> [やること] 「strip in the photo above.」がある行からその行も含めて記録の最後までを、依頼文も含めてもう一度書き出し、答えの座標をすべて0.25倍に縮めて整数に丸めてください（0.5は切り上げ）。画像は答えに入れないでください。

物体の位置アノテーションデータ

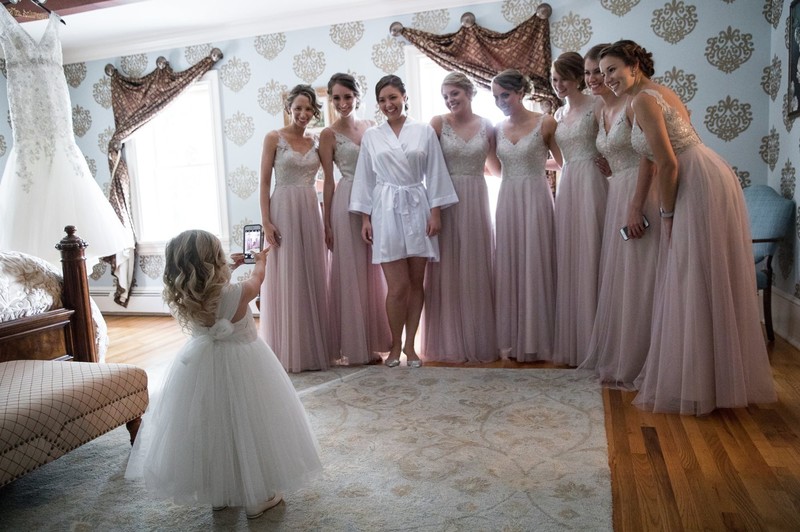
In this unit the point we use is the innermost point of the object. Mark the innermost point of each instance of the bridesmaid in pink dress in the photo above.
(621, 334)
(580, 213)
(525, 251)
(359, 329)
(294, 299)
(707, 349)
(458, 321)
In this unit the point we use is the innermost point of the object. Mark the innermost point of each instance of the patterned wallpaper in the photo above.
(725, 58)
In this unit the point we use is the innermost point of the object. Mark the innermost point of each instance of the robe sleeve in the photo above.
(364, 179)
(438, 184)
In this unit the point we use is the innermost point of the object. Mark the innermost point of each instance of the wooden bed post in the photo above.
(80, 333)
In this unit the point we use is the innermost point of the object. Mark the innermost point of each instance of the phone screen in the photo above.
(253, 241)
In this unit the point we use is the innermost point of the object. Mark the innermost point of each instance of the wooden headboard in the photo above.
(62, 334)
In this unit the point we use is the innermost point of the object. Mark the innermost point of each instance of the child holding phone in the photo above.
(228, 428)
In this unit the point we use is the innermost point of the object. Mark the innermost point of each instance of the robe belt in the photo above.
(405, 199)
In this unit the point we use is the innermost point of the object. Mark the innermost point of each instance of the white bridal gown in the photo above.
(47, 184)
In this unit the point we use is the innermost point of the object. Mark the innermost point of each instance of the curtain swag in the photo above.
(135, 101)
(481, 54)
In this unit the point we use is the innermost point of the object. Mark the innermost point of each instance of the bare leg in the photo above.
(416, 299)
(397, 283)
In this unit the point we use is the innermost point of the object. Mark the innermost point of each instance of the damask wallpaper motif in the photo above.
(726, 59)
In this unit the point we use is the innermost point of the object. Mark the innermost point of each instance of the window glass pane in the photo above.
(174, 167)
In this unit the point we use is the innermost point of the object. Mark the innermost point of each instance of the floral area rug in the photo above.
(404, 449)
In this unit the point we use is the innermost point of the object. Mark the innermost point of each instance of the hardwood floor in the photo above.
(731, 470)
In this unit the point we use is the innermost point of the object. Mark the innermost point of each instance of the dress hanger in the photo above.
(39, 4)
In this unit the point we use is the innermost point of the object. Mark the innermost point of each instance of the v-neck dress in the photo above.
(458, 318)
(46, 184)
(294, 296)
(621, 334)
(359, 327)
(580, 214)
(525, 252)
(398, 179)
(707, 349)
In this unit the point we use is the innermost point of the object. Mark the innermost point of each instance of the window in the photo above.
(177, 169)
(424, 89)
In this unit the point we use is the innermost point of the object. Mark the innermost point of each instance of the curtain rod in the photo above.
(39, 4)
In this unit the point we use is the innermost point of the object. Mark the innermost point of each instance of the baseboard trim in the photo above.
(143, 301)
(785, 316)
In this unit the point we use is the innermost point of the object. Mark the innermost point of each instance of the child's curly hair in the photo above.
(195, 272)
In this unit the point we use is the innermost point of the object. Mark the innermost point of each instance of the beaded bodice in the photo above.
(616, 144)
(526, 158)
(576, 137)
(345, 155)
(464, 158)
(38, 98)
(682, 134)
(293, 168)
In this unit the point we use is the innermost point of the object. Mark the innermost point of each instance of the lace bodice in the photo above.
(616, 144)
(295, 169)
(224, 330)
(39, 104)
(682, 134)
(464, 158)
(345, 155)
(526, 158)
(577, 139)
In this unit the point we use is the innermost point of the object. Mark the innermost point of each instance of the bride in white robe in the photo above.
(401, 183)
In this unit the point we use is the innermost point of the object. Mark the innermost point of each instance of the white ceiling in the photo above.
(152, 25)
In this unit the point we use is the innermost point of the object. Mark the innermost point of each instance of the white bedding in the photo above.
(30, 285)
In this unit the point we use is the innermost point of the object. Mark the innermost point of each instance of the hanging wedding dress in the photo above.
(47, 184)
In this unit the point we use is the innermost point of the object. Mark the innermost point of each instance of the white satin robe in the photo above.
(398, 180)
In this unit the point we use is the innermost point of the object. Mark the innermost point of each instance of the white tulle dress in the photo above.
(228, 427)
(707, 349)
(46, 184)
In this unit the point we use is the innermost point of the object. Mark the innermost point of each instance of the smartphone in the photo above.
(253, 242)
(624, 230)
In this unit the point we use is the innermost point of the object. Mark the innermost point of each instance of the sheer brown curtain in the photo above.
(481, 54)
(135, 102)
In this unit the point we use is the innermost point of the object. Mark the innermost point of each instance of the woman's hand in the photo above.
(366, 230)
(666, 228)
(434, 222)
(635, 222)
(238, 260)
(272, 236)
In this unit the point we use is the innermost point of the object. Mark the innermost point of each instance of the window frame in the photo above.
(156, 247)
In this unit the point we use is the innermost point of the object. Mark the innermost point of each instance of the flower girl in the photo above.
(228, 428)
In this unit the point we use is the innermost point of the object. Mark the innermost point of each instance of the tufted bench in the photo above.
(48, 408)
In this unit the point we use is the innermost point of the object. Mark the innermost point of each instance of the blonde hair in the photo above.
(195, 272)
(457, 79)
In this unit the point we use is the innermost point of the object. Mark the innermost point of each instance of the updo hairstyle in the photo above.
(569, 65)
(390, 80)
(307, 91)
(632, 55)
(348, 82)
(457, 79)
(513, 80)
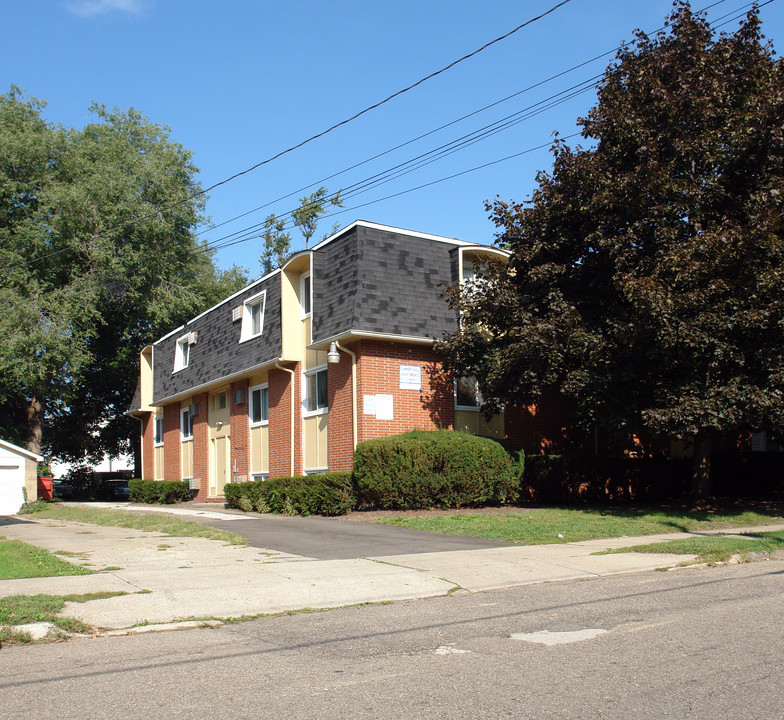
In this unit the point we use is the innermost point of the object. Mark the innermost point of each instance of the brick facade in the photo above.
(539, 428)
(240, 432)
(201, 447)
(367, 282)
(148, 445)
(171, 442)
(341, 424)
(430, 408)
(280, 390)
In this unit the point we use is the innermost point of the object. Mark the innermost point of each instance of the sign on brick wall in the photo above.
(410, 377)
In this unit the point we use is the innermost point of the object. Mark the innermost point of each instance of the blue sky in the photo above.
(239, 80)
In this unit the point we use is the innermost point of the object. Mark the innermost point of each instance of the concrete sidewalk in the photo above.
(171, 578)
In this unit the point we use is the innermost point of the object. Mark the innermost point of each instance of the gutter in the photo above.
(292, 373)
(353, 391)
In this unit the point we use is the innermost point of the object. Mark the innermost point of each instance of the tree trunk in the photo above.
(35, 422)
(700, 479)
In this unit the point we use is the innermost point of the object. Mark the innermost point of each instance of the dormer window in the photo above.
(182, 353)
(253, 316)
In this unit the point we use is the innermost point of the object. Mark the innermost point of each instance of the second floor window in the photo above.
(186, 424)
(253, 317)
(259, 405)
(182, 353)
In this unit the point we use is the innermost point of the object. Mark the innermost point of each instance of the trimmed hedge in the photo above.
(565, 479)
(435, 469)
(327, 494)
(159, 491)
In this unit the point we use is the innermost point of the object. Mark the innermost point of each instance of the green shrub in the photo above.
(159, 491)
(234, 493)
(327, 494)
(439, 468)
(576, 479)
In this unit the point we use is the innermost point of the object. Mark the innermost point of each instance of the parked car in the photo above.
(62, 490)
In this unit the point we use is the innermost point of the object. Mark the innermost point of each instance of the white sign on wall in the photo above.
(384, 407)
(410, 377)
(369, 404)
(380, 406)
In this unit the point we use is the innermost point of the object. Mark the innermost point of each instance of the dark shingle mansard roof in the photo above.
(366, 279)
(377, 280)
(218, 352)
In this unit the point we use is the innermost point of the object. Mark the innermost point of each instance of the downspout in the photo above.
(353, 390)
(292, 373)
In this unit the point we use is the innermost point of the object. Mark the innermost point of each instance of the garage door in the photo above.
(11, 486)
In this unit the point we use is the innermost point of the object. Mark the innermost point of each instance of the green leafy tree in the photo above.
(277, 243)
(646, 279)
(311, 208)
(98, 258)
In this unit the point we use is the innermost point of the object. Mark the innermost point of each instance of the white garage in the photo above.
(18, 473)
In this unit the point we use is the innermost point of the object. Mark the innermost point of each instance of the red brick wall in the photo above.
(240, 432)
(539, 428)
(341, 433)
(280, 389)
(148, 446)
(201, 447)
(171, 442)
(378, 373)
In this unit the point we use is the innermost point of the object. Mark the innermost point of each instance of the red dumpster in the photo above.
(45, 487)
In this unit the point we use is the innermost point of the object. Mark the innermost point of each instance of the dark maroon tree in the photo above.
(647, 272)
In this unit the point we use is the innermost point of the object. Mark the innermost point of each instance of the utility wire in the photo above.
(378, 104)
(458, 120)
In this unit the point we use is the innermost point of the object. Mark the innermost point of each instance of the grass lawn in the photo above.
(559, 525)
(168, 525)
(20, 560)
(23, 609)
(713, 549)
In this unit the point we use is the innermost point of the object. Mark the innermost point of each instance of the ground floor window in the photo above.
(315, 391)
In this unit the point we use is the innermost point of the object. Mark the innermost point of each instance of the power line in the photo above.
(318, 135)
(462, 118)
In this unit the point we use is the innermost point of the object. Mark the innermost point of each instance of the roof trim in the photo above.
(389, 228)
(371, 335)
(217, 381)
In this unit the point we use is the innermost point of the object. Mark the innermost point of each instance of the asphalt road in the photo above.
(696, 643)
(333, 539)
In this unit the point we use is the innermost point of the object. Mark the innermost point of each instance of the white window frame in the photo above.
(185, 416)
(477, 396)
(182, 353)
(257, 301)
(158, 437)
(252, 405)
(305, 295)
(306, 392)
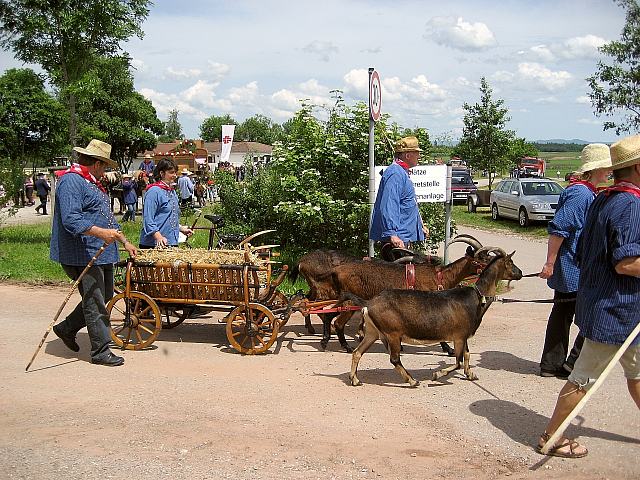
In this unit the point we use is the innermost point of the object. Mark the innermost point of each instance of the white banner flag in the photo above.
(227, 141)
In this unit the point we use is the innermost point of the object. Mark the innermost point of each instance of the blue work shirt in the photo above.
(608, 304)
(396, 209)
(80, 205)
(186, 187)
(568, 222)
(160, 213)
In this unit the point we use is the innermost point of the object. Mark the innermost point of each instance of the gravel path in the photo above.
(191, 408)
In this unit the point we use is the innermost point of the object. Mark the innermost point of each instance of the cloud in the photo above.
(456, 33)
(182, 74)
(544, 77)
(322, 49)
(575, 48)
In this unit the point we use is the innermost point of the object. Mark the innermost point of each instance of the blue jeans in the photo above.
(96, 288)
(130, 214)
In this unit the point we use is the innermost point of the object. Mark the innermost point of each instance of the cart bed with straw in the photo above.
(235, 281)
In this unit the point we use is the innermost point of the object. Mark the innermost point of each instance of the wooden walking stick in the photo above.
(75, 284)
(563, 426)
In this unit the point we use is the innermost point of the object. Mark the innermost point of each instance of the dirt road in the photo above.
(192, 408)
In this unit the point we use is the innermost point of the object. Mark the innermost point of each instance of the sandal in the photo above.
(556, 452)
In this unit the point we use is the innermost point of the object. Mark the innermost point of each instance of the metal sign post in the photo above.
(375, 106)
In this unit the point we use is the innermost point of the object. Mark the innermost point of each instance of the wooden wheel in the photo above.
(174, 316)
(252, 329)
(137, 326)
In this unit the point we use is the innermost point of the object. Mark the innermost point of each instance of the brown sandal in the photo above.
(555, 450)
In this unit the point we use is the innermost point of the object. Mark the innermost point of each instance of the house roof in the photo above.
(215, 148)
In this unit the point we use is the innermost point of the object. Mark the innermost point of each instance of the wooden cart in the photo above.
(256, 309)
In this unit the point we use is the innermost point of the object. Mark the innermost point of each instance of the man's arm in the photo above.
(629, 266)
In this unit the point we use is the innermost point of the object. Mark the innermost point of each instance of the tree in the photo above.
(110, 109)
(485, 141)
(32, 126)
(211, 128)
(172, 130)
(616, 88)
(65, 37)
(315, 190)
(258, 129)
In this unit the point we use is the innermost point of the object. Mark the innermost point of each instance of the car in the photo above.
(461, 186)
(525, 199)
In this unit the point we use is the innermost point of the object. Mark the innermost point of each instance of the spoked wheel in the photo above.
(137, 326)
(174, 316)
(252, 329)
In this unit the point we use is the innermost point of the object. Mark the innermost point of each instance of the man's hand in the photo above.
(396, 242)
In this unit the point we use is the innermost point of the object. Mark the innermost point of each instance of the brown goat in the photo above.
(411, 316)
(368, 280)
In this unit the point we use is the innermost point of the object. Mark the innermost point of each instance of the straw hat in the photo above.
(407, 144)
(594, 156)
(99, 150)
(625, 152)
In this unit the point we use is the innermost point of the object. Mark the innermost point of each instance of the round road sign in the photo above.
(375, 96)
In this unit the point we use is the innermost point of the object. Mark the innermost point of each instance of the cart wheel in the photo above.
(279, 301)
(180, 314)
(255, 336)
(137, 328)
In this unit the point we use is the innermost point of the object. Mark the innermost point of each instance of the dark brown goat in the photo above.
(411, 316)
(315, 266)
(368, 280)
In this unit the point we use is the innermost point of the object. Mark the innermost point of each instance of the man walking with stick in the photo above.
(608, 298)
(82, 224)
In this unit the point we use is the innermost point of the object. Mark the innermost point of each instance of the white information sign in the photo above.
(430, 182)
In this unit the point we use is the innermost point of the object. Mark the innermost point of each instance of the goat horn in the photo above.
(404, 260)
(469, 241)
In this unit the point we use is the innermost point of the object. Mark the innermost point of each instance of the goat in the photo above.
(413, 316)
(315, 265)
(366, 280)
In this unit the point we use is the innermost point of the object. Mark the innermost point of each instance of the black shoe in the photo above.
(560, 373)
(110, 360)
(68, 340)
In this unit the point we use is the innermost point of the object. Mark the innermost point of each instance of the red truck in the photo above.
(531, 167)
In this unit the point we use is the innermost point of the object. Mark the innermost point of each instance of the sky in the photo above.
(247, 57)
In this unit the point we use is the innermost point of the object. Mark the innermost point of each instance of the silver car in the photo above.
(525, 199)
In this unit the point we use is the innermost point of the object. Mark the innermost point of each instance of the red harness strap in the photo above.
(410, 276)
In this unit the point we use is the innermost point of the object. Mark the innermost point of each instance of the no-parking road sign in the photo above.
(375, 96)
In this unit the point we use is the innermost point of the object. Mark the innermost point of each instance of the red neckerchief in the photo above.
(84, 173)
(586, 183)
(160, 184)
(623, 187)
(404, 165)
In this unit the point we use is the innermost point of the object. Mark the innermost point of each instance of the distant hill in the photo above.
(577, 141)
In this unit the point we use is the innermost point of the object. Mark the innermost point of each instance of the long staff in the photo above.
(73, 288)
(558, 433)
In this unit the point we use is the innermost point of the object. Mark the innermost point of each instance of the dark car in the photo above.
(461, 186)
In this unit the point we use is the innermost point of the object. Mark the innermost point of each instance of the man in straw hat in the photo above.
(185, 185)
(561, 270)
(82, 223)
(608, 300)
(396, 219)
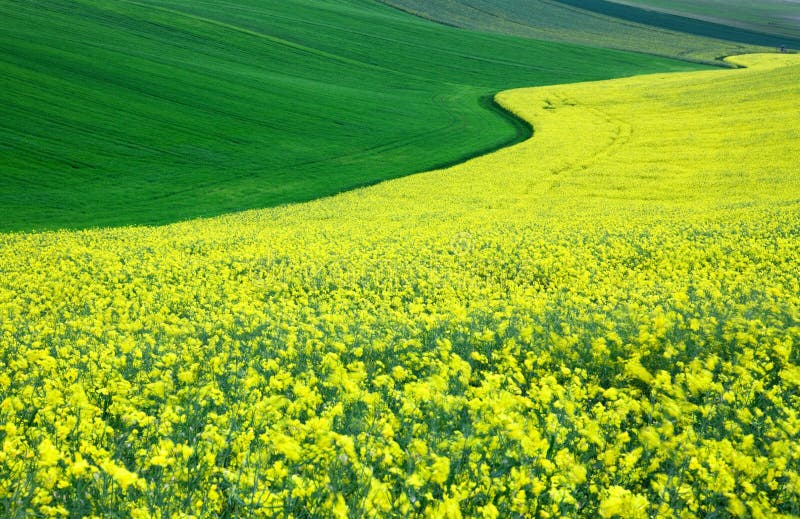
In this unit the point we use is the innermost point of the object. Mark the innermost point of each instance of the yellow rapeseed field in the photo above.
(601, 321)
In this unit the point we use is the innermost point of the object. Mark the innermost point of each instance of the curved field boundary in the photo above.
(683, 24)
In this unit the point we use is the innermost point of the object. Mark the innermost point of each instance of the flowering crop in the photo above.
(601, 321)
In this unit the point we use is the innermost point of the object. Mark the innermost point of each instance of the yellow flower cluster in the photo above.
(601, 321)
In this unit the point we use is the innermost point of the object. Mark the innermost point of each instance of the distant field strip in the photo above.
(575, 22)
(766, 16)
(684, 24)
(153, 111)
(601, 321)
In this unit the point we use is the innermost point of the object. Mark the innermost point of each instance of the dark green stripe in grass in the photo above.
(682, 24)
(149, 112)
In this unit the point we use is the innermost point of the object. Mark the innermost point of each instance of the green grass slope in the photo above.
(779, 17)
(145, 112)
(558, 21)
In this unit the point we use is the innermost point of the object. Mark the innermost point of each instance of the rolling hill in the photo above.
(152, 111)
(596, 23)
(600, 321)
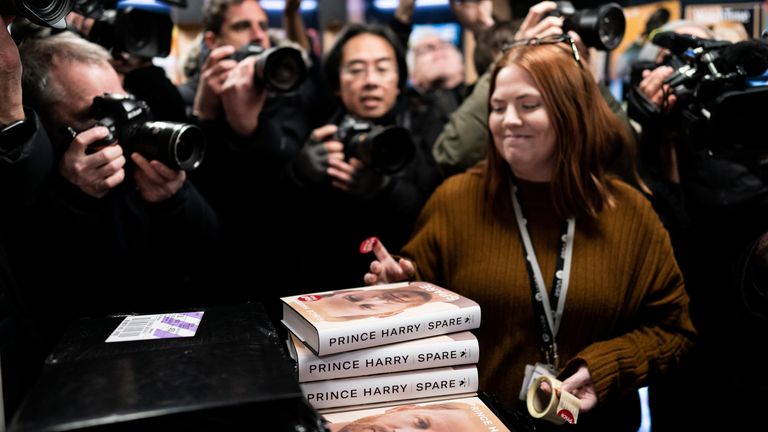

> [回答]
In this unit the point we use is the innermost point of the object. Mark the innermost point of each instance of the distant field strip in the photo above.
(144, 6)
(192, 4)
(171, 6)
(38, 28)
(150, 80)
In this unit the point we use is the innermost point of the object. Mark the innermost point of each instance of the dark green stripe in grass in the photo above.
(171, 6)
(37, 28)
In this unit the point we use is the innermost point of the object. Mark the innermost point of each instance of the green grass slope in the photo above.
(195, 4)
(36, 28)
(140, 5)
In this unit the point we use is the innermost point of the object. Mark the innermost point of each instance of the rolling hill in the photo above.
(38, 28)
(149, 6)
(150, 80)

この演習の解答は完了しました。